Feline Hepatic Lipidosis – Why Cats Must Eat Daily

Hepatic Lipidosis is fatty liver syndrome in cats and can prove fatal if not treated

Feline Hepatic Lipidosis – Why Cats Must Eat Daily

Feline Hepatic Lipidosis is the most common liver disease in cats. It’s is also known as fatty liver syndrome. This disease is most commonly seen in fat cats that lose weight too quickly, but all cats are susceptible to Hepatic Lipidosis.

Hepatic Lipidosis begins when your cat’s body is starved of calories. In need of energy, the body starts sending fat cells to the liver – but the liver of a feline isn’t designed to metabolize fat in this way. Because of this, the fat cells begin building up around the liver, which can cause liver failure if left untreated.

Causes of Feline Hepatic Lipidosis

Even though it’s considered an idiopathic syndrome (unknown cause), we know some clear triggers of hepatic lipidosis. The most common trigger is when cats “starve themselves”.

Cats are not like dogs. They cannot “fast” for a day or more like dogs can. Hepatic lipidosis is common when cat parents try changing their kitty’s diet and the cat refuses to eat it. Another reason cats develop fatty liver syndrome is when they are battling infection and lose their appetite. Cats are stoic beings and do not often let us know when they are sick. This is why it’s very important to pay attention to the eating habits of your cat. Paying attention can help you catch this problem before it becomes deadly.

Hepatic Lipidosis is fatty liver syndrome in cats and can prove fatal if not treated

Prevention & Treatment of Hepatic Lipidosis

Pay attention. Cats were not made to “graze” like cows, so free feeding isn’t an ideal way to feed our kitties. Scheduling routine feedings for your cat each day will make it easier to gauge the amount of daily calories they are getting.

If you see symptoms like anorexia (cat refusing food), dehydration, excessive drooling or sudden weight loss in your cat, take her to a veterinarian immediately. If caught early enough, hepatic lipidosis can be easily treated through nutritional support and force feeding. Treatment can take anywhere from 4-12 weeks, on average. The goal is to get your kitty eating on her own again, so be sure to offer her food during treatment.

Never assume that your cat will eat when they get hungry enough. This is not so for cats. Be proactive and make sure your cat gets adequate calorie intake by monitoring their meals.
______
TASK DESCRIPTION:
Please answer these questions using the article on feline hepatic lipidosis:
(a) What other name does the article give for the disease?
(b) What does the article call the most common trigger of the disease?
(c) On average, how long can treatment take?
These entries come from a source separate from the article on feline hepatic lipidosis.

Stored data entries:
______
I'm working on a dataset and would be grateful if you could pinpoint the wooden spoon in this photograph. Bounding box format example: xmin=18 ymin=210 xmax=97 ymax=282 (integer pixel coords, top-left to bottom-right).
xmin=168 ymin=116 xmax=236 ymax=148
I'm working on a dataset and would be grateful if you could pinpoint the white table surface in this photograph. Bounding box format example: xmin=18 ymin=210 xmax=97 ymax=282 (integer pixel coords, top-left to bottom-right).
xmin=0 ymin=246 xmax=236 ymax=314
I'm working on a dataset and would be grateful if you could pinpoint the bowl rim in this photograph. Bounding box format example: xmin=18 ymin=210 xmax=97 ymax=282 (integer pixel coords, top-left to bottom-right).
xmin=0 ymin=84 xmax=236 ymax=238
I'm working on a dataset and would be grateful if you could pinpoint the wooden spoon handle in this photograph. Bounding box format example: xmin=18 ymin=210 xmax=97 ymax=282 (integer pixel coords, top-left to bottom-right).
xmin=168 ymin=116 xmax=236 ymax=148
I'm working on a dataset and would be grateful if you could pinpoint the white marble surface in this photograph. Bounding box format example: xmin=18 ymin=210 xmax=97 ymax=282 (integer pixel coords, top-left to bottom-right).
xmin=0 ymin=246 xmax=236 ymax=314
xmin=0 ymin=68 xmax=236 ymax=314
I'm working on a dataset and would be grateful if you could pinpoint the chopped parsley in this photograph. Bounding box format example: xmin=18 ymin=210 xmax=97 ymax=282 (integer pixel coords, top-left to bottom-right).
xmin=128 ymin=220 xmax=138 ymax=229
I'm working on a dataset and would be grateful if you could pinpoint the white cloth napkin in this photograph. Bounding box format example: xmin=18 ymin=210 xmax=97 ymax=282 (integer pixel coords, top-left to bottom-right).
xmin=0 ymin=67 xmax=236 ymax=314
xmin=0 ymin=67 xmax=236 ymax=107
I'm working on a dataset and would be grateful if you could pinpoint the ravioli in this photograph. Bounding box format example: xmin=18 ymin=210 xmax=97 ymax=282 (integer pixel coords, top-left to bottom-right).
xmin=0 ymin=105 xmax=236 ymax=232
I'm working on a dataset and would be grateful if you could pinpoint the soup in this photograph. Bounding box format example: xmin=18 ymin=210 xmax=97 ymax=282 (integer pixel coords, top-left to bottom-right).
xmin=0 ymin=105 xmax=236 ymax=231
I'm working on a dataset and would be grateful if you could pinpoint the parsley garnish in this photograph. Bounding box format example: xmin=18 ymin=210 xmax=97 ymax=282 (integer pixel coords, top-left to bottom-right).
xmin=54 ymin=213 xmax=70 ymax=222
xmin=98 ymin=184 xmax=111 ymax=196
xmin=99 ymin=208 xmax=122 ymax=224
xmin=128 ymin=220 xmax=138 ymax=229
______
WRITTEN SOLUTION:
(a) Fatty liver syndrome
(b) When cats "starve themselves"
(c) Anywhere from 4 to 12 weeks